──────── DATA RECORDS

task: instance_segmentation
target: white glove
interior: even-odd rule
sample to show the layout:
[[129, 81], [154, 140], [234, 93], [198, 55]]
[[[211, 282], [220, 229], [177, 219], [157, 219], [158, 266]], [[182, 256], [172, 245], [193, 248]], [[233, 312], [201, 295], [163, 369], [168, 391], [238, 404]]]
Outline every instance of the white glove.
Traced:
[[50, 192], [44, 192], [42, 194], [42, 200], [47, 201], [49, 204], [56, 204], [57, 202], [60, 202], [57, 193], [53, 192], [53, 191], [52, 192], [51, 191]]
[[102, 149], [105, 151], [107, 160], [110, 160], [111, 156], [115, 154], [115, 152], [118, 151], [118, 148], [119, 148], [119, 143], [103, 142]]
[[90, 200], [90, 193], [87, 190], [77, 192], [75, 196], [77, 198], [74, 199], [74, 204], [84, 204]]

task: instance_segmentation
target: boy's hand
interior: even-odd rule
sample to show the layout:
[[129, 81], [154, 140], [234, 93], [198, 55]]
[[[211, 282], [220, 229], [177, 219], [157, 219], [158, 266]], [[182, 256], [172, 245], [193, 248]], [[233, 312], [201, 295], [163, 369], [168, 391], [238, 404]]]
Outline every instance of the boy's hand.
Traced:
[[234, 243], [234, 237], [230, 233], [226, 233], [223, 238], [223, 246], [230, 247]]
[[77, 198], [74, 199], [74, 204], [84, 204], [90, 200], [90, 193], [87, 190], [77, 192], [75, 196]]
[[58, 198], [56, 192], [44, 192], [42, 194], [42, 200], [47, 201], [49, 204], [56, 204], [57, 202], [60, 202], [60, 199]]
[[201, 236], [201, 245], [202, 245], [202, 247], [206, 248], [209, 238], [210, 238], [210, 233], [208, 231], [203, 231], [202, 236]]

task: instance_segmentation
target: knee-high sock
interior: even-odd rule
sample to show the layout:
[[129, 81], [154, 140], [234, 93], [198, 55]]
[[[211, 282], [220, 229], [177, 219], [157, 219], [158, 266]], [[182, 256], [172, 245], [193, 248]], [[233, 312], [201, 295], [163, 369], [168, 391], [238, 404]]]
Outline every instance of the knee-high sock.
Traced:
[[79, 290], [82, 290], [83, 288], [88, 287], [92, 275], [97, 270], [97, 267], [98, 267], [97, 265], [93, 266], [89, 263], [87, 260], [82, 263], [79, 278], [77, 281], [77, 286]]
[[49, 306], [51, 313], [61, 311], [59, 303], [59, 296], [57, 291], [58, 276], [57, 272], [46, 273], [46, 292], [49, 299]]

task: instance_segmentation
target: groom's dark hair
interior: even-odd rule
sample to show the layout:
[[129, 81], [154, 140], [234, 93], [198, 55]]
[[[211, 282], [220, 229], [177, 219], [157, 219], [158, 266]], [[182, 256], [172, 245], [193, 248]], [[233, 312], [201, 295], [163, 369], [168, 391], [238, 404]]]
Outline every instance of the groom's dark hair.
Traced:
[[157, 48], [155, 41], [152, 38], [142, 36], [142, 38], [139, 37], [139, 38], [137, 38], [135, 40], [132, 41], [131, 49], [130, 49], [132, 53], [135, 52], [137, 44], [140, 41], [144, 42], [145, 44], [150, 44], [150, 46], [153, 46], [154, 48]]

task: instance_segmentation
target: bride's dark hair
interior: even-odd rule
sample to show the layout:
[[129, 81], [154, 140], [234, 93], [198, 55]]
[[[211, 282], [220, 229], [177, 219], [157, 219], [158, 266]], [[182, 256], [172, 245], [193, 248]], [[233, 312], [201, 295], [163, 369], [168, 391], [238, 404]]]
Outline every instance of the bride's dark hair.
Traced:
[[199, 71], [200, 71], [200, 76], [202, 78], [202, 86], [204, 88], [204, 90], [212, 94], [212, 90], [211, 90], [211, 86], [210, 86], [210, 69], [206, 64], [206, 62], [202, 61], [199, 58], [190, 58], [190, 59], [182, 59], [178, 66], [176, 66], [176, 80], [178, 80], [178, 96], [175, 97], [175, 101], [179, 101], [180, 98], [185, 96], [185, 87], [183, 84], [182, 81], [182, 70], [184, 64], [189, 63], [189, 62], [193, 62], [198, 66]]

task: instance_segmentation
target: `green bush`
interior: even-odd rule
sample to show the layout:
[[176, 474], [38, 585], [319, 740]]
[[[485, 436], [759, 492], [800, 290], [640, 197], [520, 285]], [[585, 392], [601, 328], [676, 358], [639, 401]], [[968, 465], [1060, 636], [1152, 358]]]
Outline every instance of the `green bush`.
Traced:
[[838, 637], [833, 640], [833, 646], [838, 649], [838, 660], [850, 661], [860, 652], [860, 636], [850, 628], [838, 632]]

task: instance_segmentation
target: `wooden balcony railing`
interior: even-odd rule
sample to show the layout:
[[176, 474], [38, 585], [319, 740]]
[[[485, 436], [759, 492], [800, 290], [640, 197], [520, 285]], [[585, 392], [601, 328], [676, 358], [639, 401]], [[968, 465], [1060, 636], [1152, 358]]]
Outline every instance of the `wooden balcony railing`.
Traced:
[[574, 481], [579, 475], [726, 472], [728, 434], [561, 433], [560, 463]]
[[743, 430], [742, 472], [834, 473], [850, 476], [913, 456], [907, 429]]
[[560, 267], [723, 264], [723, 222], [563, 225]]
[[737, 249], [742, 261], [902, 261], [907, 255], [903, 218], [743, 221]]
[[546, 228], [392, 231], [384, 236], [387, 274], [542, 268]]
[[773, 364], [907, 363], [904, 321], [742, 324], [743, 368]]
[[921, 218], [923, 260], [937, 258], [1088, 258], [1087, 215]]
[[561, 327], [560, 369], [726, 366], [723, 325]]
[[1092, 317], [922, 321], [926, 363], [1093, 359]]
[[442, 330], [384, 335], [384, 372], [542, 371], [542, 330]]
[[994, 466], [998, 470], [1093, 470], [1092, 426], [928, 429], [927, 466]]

────────────────

All of the data above should be transcribed exactly.

RESULT:
task: instance_segmentation
target: white glove
interior: even-odd rule
sample to show the layout:
[[129, 81], [154, 140], [234, 93], [198, 55]]
[[[211, 282], [220, 229], [177, 219], [157, 219], [158, 266]], [[182, 256], [172, 245], [193, 248]], [[233, 312], [201, 295], [163, 369], [168, 391], [238, 404]]]
Outline every instance of the white glove.
Traced:
[[50, 192], [44, 192], [42, 194], [42, 200], [47, 201], [49, 204], [56, 204], [57, 202], [60, 202], [57, 193], [53, 192], [53, 191], [52, 192], [51, 191]]
[[102, 149], [105, 151], [107, 160], [110, 160], [111, 156], [115, 154], [115, 152], [118, 151], [118, 148], [119, 148], [119, 143], [103, 142]]
[[90, 200], [90, 193], [87, 190], [77, 192], [75, 196], [77, 198], [74, 199], [74, 204], [84, 204]]

task: instance_segmentation
target: boy's hand
interior: even-odd rule
sample to show the layout:
[[129, 81], [154, 140], [234, 93], [198, 55]]
[[[211, 282], [220, 229], [177, 219], [157, 219], [158, 266]], [[182, 256], [172, 245], [193, 248]], [[233, 312], [201, 295], [163, 369], [168, 391], [238, 404]]]
Outline every instance of the boy's hand.
Traced:
[[234, 243], [234, 237], [230, 233], [226, 233], [223, 238], [223, 246], [230, 247]]
[[77, 198], [74, 199], [74, 204], [84, 204], [90, 200], [90, 193], [87, 190], [77, 192], [75, 196]]
[[58, 198], [56, 192], [44, 192], [42, 194], [42, 200], [47, 201], [49, 204], [56, 204], [57, 202], [60, 202], [60, 199]]
[[201, 236], [201, 245], [202, 245], [202, 247], [206, 248], [209, 238], [210, 238], [210, 233], [208, 231], [203, 231], [202, 236]]

task: instance_segmentation
target: knee-high sock
interior: even-odd rule
sample to show the layout:
[[129, 81], [154, 140], [234, 93], [198, 55]]
[[[211, 282], [220, 229], [177, 219], [157, 219], [158, 266]], [[182, 256], [172, 245], [193, 248]], [[233, 312], [201, 295], [163, 369], [168, 391], [238, 404]]]
Outline every instance of the knee-high sock.
Traced:
[[79, 290], [82, 290], [83, 288], [88, 287], [92, 275], [97, 270], [97, 267], [98, 267], [97, 265], [93, 266], [89, 263], [87, 260], [82, 263], [79, 278], [77, 281], [77, 286]]
[[49, 306], [51, 313], [61, 311], [59, 303], [59, 296], [57, 291], [58, 276], [57, 272], [46, 273], [46, 292], [49, 299]]

task: instance_segmentation
target: groom's dark hair
interior: even-odd rule
sample to show the layout:
[[129, 81], [154, 140], [234, 93], [198, 55]]
[[[211, 282], [220, 229], [177, 219], [157, 219], [158, 266]], [[182, 256], [172, 245], [193, 248]], [[233, 312], [201, 295], [163, 369], [168, 391], [238, 404]]]
Outline every instance of the groom's dark hair.
Traced:
[[157, 48], [155, 41], [152, 38], [142, 36], [142, 38], [139, 37], [139, 38], [137, 38], [135, 40], [132, 41], [131, 49], [130, 49], [132, 53], [135, 52], [137, 44], [140, 41], [144, 42], [145, 44], [150, 44], [150, 46], [153, 46], [154, 48]]

task: instance_segmentation
target: bride's dark hair
interior: even-odd rule
sample to show the layout:
[[129, 81], [154, 140], [234, 93], [198, 55]]
[[[211, 282], [220, 229], [177, 219], [157, 219], [158, 266]], [[182, 256], [172, 245], [193, 248]], [[233, 312], [201, 295], [163, 369], [168, 391], [238, 404]]]
Outline every instance of the bride's dark hair.
Traced:
[[199, 71], [200, 71], [200, 76], [202, 78], [202, 86], [204, 88], [204, 90], [212, 94], [212, 90], [211, 90], [211, 86], [210, 86], [210, 69], [206, 64], [206, 62], [202, 61], [199, 58], [190, 58], [190, 59], [182, 59], [178, 66], [176, 66], [176, 80], [178, 80], [178, 96], [175, 97], [175, 101], [179, 101], [180, 98], [185, 96], [185, 87], [183, 84], [182, 81], [182, 70], [184, 64], [189, 63], [189, 62], [193, 62], [198, 66]]

task: instance_segmentation
target: `green bush`
interior: even-odd rule
sample to show the layout:
[[176, 474], [38, 585], [319, 740]]
[[[485, 436], [759, 492], [800, 290], [640, 197], [520, 285]], [[585, 392], [601, 328], [676, 358], [639, 401]], [[968, 465], [1060, 636], [1152, 358]]]
Outline every instance of the `green bush`.
Traced:
[[838, 637], [833, 640], [833, 646], [838, 649], [838, 660], [850, 661], [860, 652], [860, 636], [850, 628], [838, 632]]

task: instance_segmentation
target: `wooden balcony railing`
interior: even-odd rule
sample to show the layout:
[[176, 474], [38, 585], [319, 740]]
[[[485, 436], [759, 492], [800, 290], [640, 197], [520, 285]], [[585, 392], [601, 328], [676, 358], [639, 401]], [[968, 465], [1060, 636], [1152, 358]]]
Outline every instance of the `wooden balcony railing`.
Traced:
[[574, 481], [579, 475], [726, 472], [728, 434], [561, 433], [560, 463]]
[[743, 430], [742, 472], [834, 473], [850, 476], [913, 456], [907, 429]]
[[560, 267], [723, 264], [723, 222], [563, 225]]
[[737, 249], [742, 261], [902, 261], [907, 255], [903, 218], [743, 221]]
[[546, 228], [392, 231], [384, 236], [387, 274], [542, 268]]
[[773, 364], [907, 363], [904, 321], [742, 324], [743, 368]]
[[921, 218], [923, 260], [937, 258], [1088, 258], [1087, 215]]
[[561, 327], [560, 369], [726, 366], [723, 325]]
[[1092, 317], [922, 321], [926, 363], [1093, 359]]
[[442, 330], [384, 335], [384, 372], [542, 371], [542, 330]]
[[994, 466], [998, 470], [1093, 470], [1092, 426], [928, 429], [927, 466]]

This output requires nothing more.